**Fragmento del documento**
↓

El jefe de aquella guerrilla, que sufrió también sus luchas internas, Isaias Afwerki, es el presidente de Eritrea, una república heterogénea, con diversas etnias y lenguas. La etnia dominante es la tigriña, que habla el afar. La rashaida emplea el árabe.
El régimen es represivo, innumerables veces condenado por sus abusos de los derechos humanos. Algunos lo han llamado la segunda Corea del Norte. Alrededor del palacio presidencial, rodeado de un vasto jardín amurallado, hay edificios oficiales como el Parlamento cerrado, porque no se celebran elecciones ni hay intención de hacerlo, o modestos ministerios –Eritrea es uno de los países más pobres del mundo– como el de Asuntos Exteriores, en cuyo piso superior me fijé que una de sus ventanas tenía los cristales rotos.

↑

**Objetivo 1**
Responde según el texto sobre Eritrea:
(a) ¿Quién es el presidente de Eritrea?
(b) ¿Qué lengua emplea la etnia rashaida?
(c) ¿Por qué está cerrado el Parlamento?
**Objetivo 2**
Prosigue el texto sobre Eritrea a partir de su última oración, con el mismo tono.

**Información proporcionada**
↓

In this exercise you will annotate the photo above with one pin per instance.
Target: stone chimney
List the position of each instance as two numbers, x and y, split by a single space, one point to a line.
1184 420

↑

**Resultado final 1**
(a) Isaias Afwerki, el jefe de aquella guerrilla.
(b) El árabe.
(c) Porque no se celebran elecciones ni hay intención de hacerlo.

**Resultado final 2**
Asmara conserva la catedral católica, edificios de la época fascista italiana convertidos en sedes gubernamentales, teatros, cines como el Roma o el Imperio, terrazas de cafeterías como la Dolce vita y el Pórtico. Hay avenidas orilladas de palmeras como la de los Mártires o de la Liberación, que antes se llamaron Via Musolini o el Corso.
La zona europea de esta ciudad no ha perdido completamente el estilo de antaño. Suenan las campanadas de la catedral donde asistí al rezo del rosario en italiano. Todos los rótulos de las calles están escritos en tigriña, en árabe, en inglés con sus tan diferentes abecedarios. Me sorprendió la importancia de la lengua árabe, muy extendida en su población. No en balde a Eritrea llegó muy pronto el islam. Este país es fronterizo de Sudán, donde miles de sus habitantes se refugiaron durante años, ahuyentados por las guerras. Sus primeros jefes de las luchas nacionalistas habían estudiado en El Cairo, y ahora Eritrea recibe ayuda de los Emiratos Árabes, de Arabia Saudí además de China y Turquía.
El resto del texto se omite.